Point labeling records:
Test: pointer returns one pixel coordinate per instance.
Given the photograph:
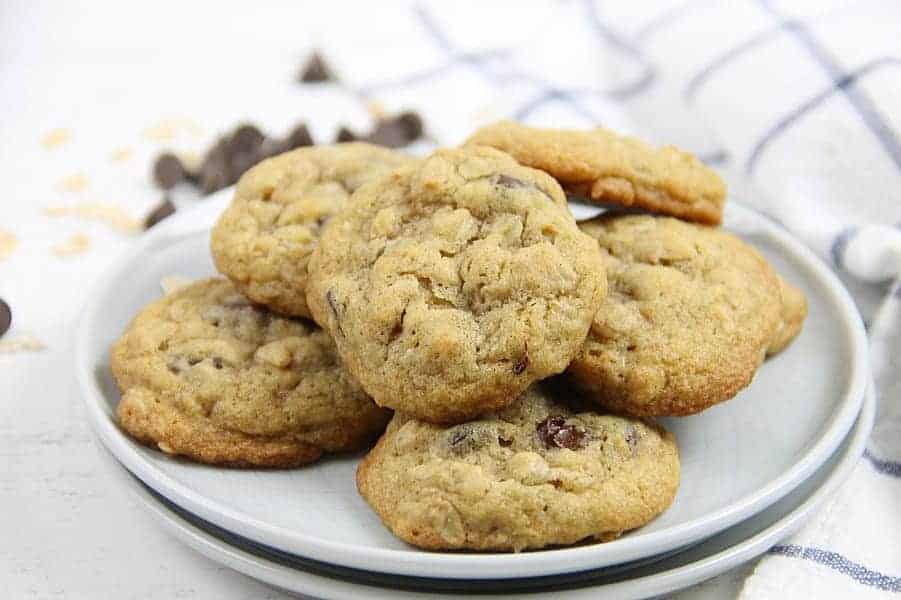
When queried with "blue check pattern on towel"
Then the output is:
(798, 104)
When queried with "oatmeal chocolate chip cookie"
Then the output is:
(207, 375)
(794, 311)
(688, 318)
(451, 285)
(538, 473)
(606, 167)
(263, 241)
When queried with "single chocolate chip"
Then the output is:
(163, 210)
(345, 135)
(631, 438)
(511, 182)
(521, 365)
(168, 171)
(315, 71)
(554, 432)
(396, 132)
(6, 317)
(298, 138)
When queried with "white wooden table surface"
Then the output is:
(117, 78)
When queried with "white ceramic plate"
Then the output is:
(734, 546)
(737, 458)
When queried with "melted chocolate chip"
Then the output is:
(168, 171)
(521, 365)
(315, 71)
(6, 317)
(511, 182)
(554, 432)
(631, 438)
(163, 210)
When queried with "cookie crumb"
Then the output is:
(74, 183)
(112, 215)
(56, 138)
(8, 243)
(25, 342)
(121, 154)
(76, 244)
(172, 283)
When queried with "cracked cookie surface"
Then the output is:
(688, 317)
(794, 311)
(207, 375)
(606, 167)
(263, 241)
(451, 285)
(535, 474)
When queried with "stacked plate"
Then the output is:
(752, 469)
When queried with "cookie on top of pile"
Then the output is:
(524, 354)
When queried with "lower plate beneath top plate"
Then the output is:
(737, 458)
(707, 559)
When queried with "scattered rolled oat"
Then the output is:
(121, 154)
(23, 343)
(76, 244)
(112, 215)
(56, 138)
(74, 183)
(8, 243)
(173, 283)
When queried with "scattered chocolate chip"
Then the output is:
(316, 71)
(163, 210)
(6, 317)
(168, 171)
(554, 432)
(345, 135)
(396, 132)
(521, 365)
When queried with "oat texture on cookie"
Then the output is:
(690, 313)
(207, 375)
(263, 241)
(610, 168)
(451, 285)
(535, 474)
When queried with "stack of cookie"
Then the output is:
(523, 354)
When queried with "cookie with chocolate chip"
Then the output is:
(605, 167)
(207, 375)
(538, 473)
(688, 319)
(453, 284)
(791, 319)
(263, 241)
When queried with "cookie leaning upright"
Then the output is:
(689, 316)
(451, 285)
(535, 474)
(606, 167)
(263, 240)
(207, 375)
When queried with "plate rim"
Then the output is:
(667, 581)
(414, 562)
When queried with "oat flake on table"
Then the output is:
(112, 215)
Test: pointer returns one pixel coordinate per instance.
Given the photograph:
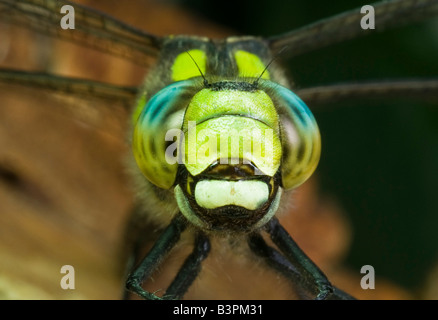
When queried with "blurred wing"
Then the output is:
(347, 26)
(78, 87)
(92, 28)
(426, 90)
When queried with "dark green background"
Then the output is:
(379, 158)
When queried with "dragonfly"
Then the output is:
(142, 46)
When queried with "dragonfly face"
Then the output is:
(220, 121)
(249, 185)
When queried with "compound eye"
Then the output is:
(301, 141)
(157, 132)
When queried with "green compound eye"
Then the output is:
(156, 127)
(301, 140)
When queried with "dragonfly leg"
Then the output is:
(190, 269)
(295, 263)
(155, 257)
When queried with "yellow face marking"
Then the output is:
(185, 68)
(250, 65)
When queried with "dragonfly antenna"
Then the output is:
(256, 82)
(206, 84)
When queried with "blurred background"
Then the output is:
(379, 158)
(371, 201)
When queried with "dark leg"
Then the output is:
(295, 259)
(277, 261)
(294, 254)
(190, 269)
(156, 255)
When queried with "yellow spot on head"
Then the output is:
(185, 68)
(250, 65)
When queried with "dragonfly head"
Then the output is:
(227, 149)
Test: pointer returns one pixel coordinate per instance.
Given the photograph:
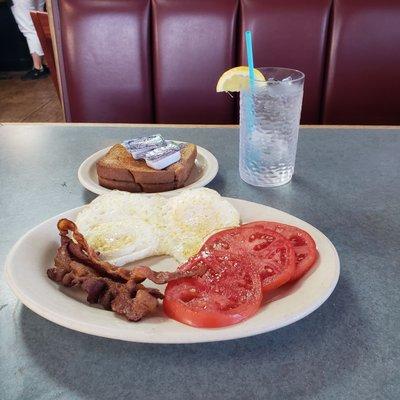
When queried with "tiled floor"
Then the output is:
(28, 101)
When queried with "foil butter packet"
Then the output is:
(162, 157)
(139, 147)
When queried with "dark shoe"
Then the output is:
(36, 74)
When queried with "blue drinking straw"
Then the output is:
(250, 60)
(250, 63)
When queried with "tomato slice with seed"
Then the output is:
(228, 293)
(267, 251)
(303, 244)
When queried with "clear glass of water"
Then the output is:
(269, 126)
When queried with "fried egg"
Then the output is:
(191, 217)
(122, 227)
(125, 227)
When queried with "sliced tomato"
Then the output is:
(267, 251)
(229, 292)
(303, 244)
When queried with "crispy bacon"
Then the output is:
(76, 264)
(85, 253)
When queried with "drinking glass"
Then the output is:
(269, 126)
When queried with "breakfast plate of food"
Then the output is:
(195, 267)
(148, 164)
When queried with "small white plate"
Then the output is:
(28, 260)
(204, 171)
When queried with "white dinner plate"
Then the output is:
(204, 171)
(28, 260)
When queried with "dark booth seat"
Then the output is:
(159, 61)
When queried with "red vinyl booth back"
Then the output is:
(159, 61)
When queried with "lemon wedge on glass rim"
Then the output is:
(237, 79)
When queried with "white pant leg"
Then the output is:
(21, 11)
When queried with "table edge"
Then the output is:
(185, 126)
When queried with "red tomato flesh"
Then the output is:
(269, 253)
(303, 244)
(229, 292)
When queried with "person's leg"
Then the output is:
(40, 7)
(21, 11)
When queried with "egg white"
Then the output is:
(125, 227)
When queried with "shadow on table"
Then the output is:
(295, 362)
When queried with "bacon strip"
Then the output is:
(85, 253)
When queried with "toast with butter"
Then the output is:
(119, 170)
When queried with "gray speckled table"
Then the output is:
(346, 184)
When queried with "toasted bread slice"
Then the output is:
(135, 187)
(118, 168)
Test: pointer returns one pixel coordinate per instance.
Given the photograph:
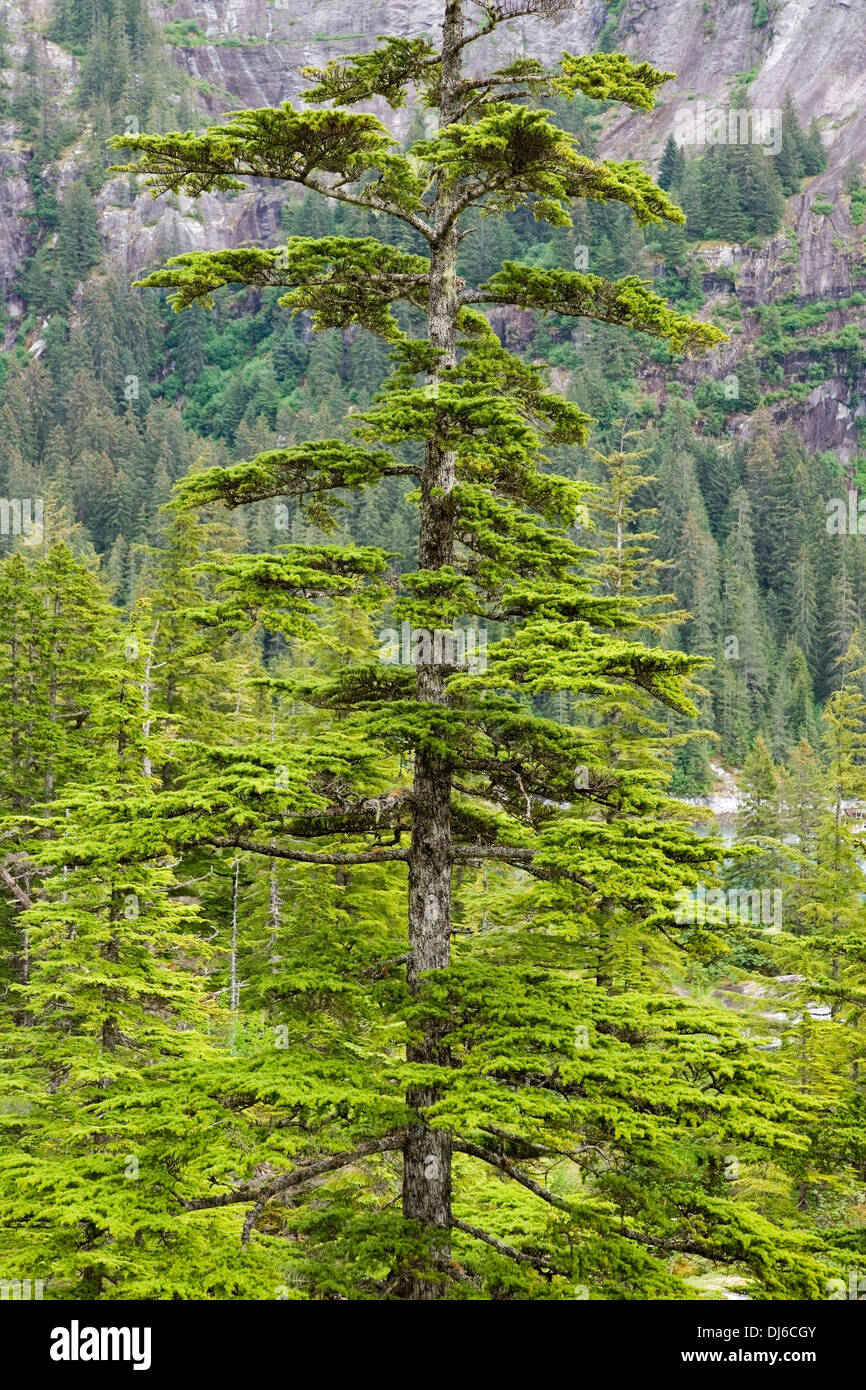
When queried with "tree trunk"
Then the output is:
(427, 1153)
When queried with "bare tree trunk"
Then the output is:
(427, 1151)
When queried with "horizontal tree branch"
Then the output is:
(11, 883)
(510, 1169)
(307, 856)
(503, 1248)
(298, 1176)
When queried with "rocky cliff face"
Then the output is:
(249, 52)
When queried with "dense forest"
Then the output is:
(380, 605)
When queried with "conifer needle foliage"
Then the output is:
(442, 1064)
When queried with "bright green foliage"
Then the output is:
(262, 1051)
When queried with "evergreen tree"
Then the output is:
(489, 1080)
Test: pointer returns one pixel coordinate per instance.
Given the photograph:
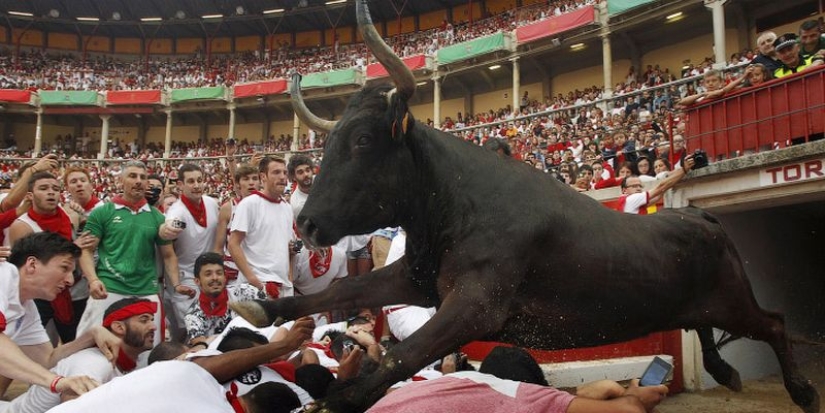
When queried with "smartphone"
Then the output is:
(656, 373)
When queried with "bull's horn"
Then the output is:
(302, 110)
(401, 74)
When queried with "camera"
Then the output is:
(177, 223)
(700, 159)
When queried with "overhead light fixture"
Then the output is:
(675, 17)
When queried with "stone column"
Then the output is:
(104, 136)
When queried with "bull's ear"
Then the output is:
(401, 120)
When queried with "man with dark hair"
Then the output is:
(791, 58)
(47, 215)
(811, 38)
(301, 170)
(210, 314)
(246, 180)
(130, 320)
(198, 214)
(40, 266)
(526, 391)
(262, 235)
(157, 388)
(128, 229)
(240, 338)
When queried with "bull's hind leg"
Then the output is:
(769, 327)
(719, 369)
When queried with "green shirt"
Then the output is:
(126, 251)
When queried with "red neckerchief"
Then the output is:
(214, 307)
(327, 351)
(135, 207)
(124, 363)
(198, 211)
(91, 204)
(264, 196)
(283, 368)
(319, 262)
(232, 398)
(59, 222)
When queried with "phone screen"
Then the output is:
(656, 373)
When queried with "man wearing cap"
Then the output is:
(41, 266)
(210, 313)
(131, 320)
(789, 53)
(811, 38)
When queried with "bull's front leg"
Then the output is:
(386, 286)
(468, 313)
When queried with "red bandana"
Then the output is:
(124, 363)
(214, 307)
(264, 196)
(91, 204)
(327, 351)
(319, 262)
(59, 222)
(198, 211)
(119, 200)
(232, 398)
(142, 307)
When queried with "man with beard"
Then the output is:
(301, 170)
(210, 314)
(262, 234)
(128, 229)
(131, 320)
(47, 215)
(246, 180)
(199, 217)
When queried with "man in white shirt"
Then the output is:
(199, 213)
(262, 233)
(131, 320)
(301, 170)
(41, 266)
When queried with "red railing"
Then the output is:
(776, 114)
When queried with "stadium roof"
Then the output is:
(185, 18)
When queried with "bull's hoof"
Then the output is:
(734, 382)
(255, 313)
(805, 396)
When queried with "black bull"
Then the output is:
(510, 254)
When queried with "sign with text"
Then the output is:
(794, 172)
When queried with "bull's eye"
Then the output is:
(363, 141)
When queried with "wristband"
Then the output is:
(53, 386)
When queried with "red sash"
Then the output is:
(214, 307)
(198, 211)
(61, 224)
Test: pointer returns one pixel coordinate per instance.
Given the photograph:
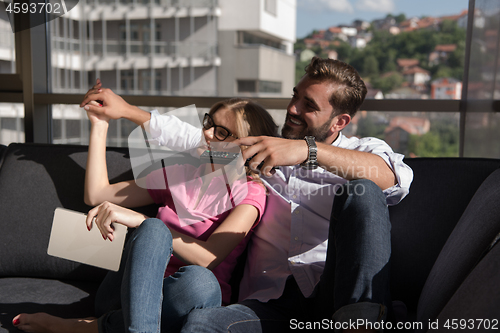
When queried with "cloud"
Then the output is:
(384, 6)
(343, 6)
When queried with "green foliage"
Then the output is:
(387, 83)
(441, 141)
(384, 49)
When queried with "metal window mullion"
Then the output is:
(35, 78)
(465, 85)
(104, 43)
(66, 47)
(70, 55)
(168, 74)
(127, 37)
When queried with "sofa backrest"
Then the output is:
(470, 241)
(34, 180)
(423, 221)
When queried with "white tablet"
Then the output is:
(70, 239)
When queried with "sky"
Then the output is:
(321, 14)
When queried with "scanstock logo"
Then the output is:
(31, 13)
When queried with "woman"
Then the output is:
(138, 298)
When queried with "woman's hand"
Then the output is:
(104, 103)
(108, 213)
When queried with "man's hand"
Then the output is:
(108, 213)
(273, 151)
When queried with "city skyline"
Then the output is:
(321, 14)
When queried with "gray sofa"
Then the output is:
(444, 263)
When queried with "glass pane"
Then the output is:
(11, 123)
(402, 49)
(7, 44)
(415, 134)
(482, 132)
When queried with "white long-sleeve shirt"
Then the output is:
(292, 237)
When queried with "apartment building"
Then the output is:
(161, 47)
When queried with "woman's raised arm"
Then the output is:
(97, 186)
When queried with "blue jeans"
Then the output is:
(138, 298)
(354, 284)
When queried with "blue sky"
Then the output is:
(321, 14)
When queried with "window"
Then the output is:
(270, 87)
(247, 86)
(271, 7)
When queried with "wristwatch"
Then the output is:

AIM.
How many lines of the records above contain the string "yellow", with case counting? Reply with the number alone.

COMPLETED EXERCISE.
2